— 提示文 —

══════════════════════════════

監督自ら脚本及び作画も手掛けた今回の作品の舞台は、原爆投下前の広島。戦争で父を亡くした少女と本土空襲の際に日本軍に撃墜され、何とか生き延びたアメリカ人青年兵との交流を描きます。本作品は広島で原爆の犠牲になった米軍捕虜の存在から、田中監督が着想を得てファンタジー要素を取り入れ完成した25分の短編アニメーション作品。上映直前まで作品の調整作業が続き、まさに出来立てほやほやでの作品上映となりました。上映終了後、田中監督と出山プロデューサーが登壇し、制作裏話なども交えたトークショーを行いました。
本作品の制作のきっかけを尋ねられた監督は「最も極限状態の中にいても人間が優しさや思いやりを発揮できる瞬間があるのではないかということを考え、テーマを探していた。そこで広島原爆投下時に滞在していた12人の米軍捕虜に対し、食べ物や治療を施していた人がいたという事実を知り、そこから何か物語ができないかと思い、本作品制作に至った」と述べました。また、本作品の中で印象的なモチーフとしてライオンを登場させた理由については、「人間と違い、無駄な殺生をすることのない野生動物の象徴として、百獣の王であるライオンをモチーフにした」と答えました。本作品の制作に至る過程には本映画祭の代表である部谷京子が田中監督と出山プロデューサーを引き合わせたという話も語られました。

══════════════════════════════

[セグメンテーションマスクのデータ]

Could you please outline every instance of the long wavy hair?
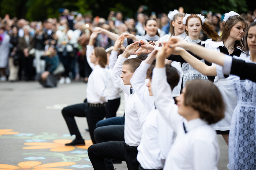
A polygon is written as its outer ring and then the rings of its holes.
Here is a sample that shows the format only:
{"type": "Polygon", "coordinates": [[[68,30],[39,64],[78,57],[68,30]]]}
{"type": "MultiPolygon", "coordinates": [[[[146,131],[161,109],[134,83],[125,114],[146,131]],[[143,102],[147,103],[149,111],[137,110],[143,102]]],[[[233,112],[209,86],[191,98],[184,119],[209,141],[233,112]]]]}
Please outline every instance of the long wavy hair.
{"type": "MultiPolygon", "coordinates": [[[[241,21],[244,24],[245,30],[247,30],[248,28],[248,24],[244,19],[245,17],[244,14],[242,14],[241,15],[235,15],[229,18],[225,22],[223,27],[222,34],[220,36],[220,39],[218,41],[224,42],[226,40],[229,36],[230,30],[232,27],[239,21],[241,21]]],[[[246,40],[244,37],[245,36],[244,36],[240,41],[236,41],[235,44],[235,48],[239,47],[244,51],[245,51],[244,48],[244,42],[246,40]]]]}
{"type": "Polygon", "coordinates": [[[175,22],[175,20],[176,20],[177,18],[178,17],[182,17],[183,18],[185,16],[185,13],[182,13],[181,12],[179,12],[179,13],[177,13],[174,15],[174,16],[173,16],[173,20],[171,21],[171,24],[170,24],[170,33],[171,33],[171,36],[172,36],[173,35],[174,35],[174,27],[173,26],[173,25],[172,24],[172,22],[173,21],[174,21],[175,22]]]}
{"type": "MultiPolygon", "coordinates": [[[[197,18],[199,19],[201,22],[201,25],[202,26],[202,29],[210,38],[211,38],[214,41],[217,41],[219,39],[219,36],[218,35],[218,34],[216,32],[216,31],[207,23],[205,22],[203,24],[200,18],[195,14],[192,14],[188,16],[186,20],[185,26],[186,26],[187,27],[188,21],[190,19],[193,18],[197,18]]],[[[186,31],[186,33],[187,33],[187,34],[188,35],[188,31],[187,31],[186,29],[185,30],[185,31],[186,31]]]]}

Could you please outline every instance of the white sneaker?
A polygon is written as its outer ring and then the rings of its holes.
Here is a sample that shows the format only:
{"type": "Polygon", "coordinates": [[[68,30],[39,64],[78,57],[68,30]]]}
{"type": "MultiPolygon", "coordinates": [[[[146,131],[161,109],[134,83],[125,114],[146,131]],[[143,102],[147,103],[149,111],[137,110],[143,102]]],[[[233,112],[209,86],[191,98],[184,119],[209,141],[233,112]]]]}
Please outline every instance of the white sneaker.
{"type": "Polygon", "coordinates": [[[60,80],[59,81],[59,83],[61,84],[64,84],[65,82],[65,78],[64,77],[62,77],[60,78],[60,80]]]}
{"type": "Polygon", "coordinates": [[[69,77],[66,77],[66,79],[65,80],[65,82],[66,84],[70,84],[71,82],[71,80],[69,78],[69,77]]]}
{"type": "Polygon", "coordinates": [[[0,77],[0,81],[6,81],[6,77],[5,76],[1,76],[0,77]]]}

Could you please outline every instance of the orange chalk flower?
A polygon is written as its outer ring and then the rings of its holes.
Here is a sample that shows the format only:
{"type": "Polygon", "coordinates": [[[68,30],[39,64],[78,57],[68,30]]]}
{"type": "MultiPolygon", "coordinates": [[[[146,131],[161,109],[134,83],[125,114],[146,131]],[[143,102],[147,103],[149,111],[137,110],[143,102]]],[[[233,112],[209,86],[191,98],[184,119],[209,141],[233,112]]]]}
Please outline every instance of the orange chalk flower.
{"type": "Polygon", "coordinates": [[[79,148],[83,149],[88,149],[88,148],[90,145],[93,144],[92,143],[92,141],[91,140],[87,140],[85,141],[85,145],[84,146],[76,146],[76,147],[77,147],[79,148]]]}
{"type": "Polygon", "coordinates": [[[38,161],[27,161],[20,162],[18,164],[18,166],[8,164],[0,164],[0,170],[11,170],[16,169],[20,170],[70,170],[69,169],[54,168],[55,167],[70,166],[76,164],[75,162],[55,162],[40,165],[41,162],[38,161]]]}
{"type": "Polygon", "coordinates": [[[2,135],[13,135],[20,133],[18,132],[13,132],[13,129],[0,129],[0,136],[2,135]]]}
{"type": "MultiPolygon", "coordinates": [[[[70,143],[72,140],[68,139],[58,139],[53,141],[54,143],[48,142],[31,142],[25,143],[25,145],[31,145],[30,146],[23,147],[24,149],[50,149],[50,151],[53,152],[64,152],[70,151],[75,149],[75,147],[72,146],[65,146],[65,144],[70,143]]],[[[76,146],[81,149],[87,149],[92,143],[91,140],[86,141],[86,145],[85,146],[76,146]]]]}

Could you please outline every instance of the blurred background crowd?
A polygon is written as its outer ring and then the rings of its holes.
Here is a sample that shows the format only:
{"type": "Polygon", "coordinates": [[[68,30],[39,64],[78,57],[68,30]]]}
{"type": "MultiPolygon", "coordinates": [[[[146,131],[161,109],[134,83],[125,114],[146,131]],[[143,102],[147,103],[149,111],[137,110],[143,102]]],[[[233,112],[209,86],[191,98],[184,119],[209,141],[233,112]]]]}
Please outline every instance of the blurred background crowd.
{"type": "MultiPolygon", "coordinates": [[[[145,21],[154,18],[158,21],[160,36],[169,34],[170,22],[167,14],[143,12],[148,9],[148,6],[141,5],[133,17],[124,16],[120,11],[111,11],[105,19],[63,9],[58,18],[30,22],[17,17],[11,18],[6,14],[0,18],[0,81],[34,80],[37,73],[50,70],[51,65],[55,62],[42,59],[45,58],[41,57],[57,55],[65,68],[58,77],[59,83],[87,82],[91,70],[86,59],[86,45],[94,28],[99,27],[118,35],[128,32],[143,35],[145,21]]],[[[182,7],[179,11],[186,12],[182,7]]],[[[201,13],[207,17],[206,22],[220,35],[224,14],[204,10],[201,13]]],[[[256,10],[246,14],[249,24],[256,19],[256,10]]],[[[208,38],[203,34],[200,36],[203,40],[208,38]]],[[[95,46],[107,49],[114,43],[102,33],[98,35],[95,46]]]]}

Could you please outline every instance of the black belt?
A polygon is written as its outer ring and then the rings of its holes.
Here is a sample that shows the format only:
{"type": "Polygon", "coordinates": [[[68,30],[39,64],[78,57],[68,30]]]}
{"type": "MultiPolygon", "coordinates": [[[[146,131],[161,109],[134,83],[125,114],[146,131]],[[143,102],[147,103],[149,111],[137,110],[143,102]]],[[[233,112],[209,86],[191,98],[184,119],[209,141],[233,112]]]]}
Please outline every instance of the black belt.
{"type": "Polygon", "coordinates": [[[137,148],[138,148],[138,146],[132,146],[128,145],[126,144],[126,143],[125,143],[124,147],[125,147],[125,149],[127,151],[136,151],[138,152],[138,150],[137,150],[137,148]]]}
{"type": "Polygon", "coordinates": [[[102,104],[100,103],[97,103],[97,104],[94,104],[93,103],[90,103],[87,102],[87,105],[90,107],[105,107],[107,105],[107,103],[104,103],[102,104]]]}
{"type": "Polygon", "coordinates": [[[140,164],[140,165],[139,166],[139,170],[163,170],[163,169],[144,169],[142,167],[142,166],[141,166],[141,164],[140,164]]]}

══════════════════════════════

— 課題 1 —
次の(a)〜(c)が提示文の内容と合っているか、それぞれ「はい」か「いいえ」で答え、判断の決め手となる提示文の語句を一字一句そのまま引用せよ。
(a) 作品の上映時間は25分である。
(b) 広島原爆投下時に滞在していた米軍捕虜は10人だった。
(c) ライオンは人間の象徴として作品に登場する。
— 課題 2 —
提示文によると、田中監督と出山プロデューサーを引き合わせたのは誰か。
— 課題 3 —
原爆投下前の広島を舞台にした短編アニメーションの上映を伝える提示文を、最後の文の後から書き継げ。
この資料は提示文とは関係がない。

— 解答欄 1 —
(a) はい。「25分の短編アニメーション作品」
(b) いいえ。「12人の米軍捕虜」
(c) いいえ。「無駄な殺生をすることのない野生動物の象徴として」

— 解答欄 2 —
本映画祭の代表である部谷京子。

— 解答欄 3 —
女優の麻生久美子さんが声の出演を担当し、新垣隆さんが作品音楽を手掛けるなど、著名な人物を起用した一方で関係者の家族などもキャストとして起用され、まさに「プロアマ入り乱れ」ての作品となった本作。観客からは「非常に心温まる素晴らしい作品。ぜひ、多くの子供たちに見てほしい」など大好評の様子でした。本作品の今後の上映について尋ねられた監督は、「地元長野を始めとしたフィルムコミッションで上映し、今後は配給につなげたい」と答え、「広島で象徴的な出来事がたくさんあった今年に作品が完成し、初のお披露目を広島映画祭で広島の人に見ていただけて大変嬉しい。本当に感謝しかございません」と頭を深く下げ、会場は大きな拍手に包まれました。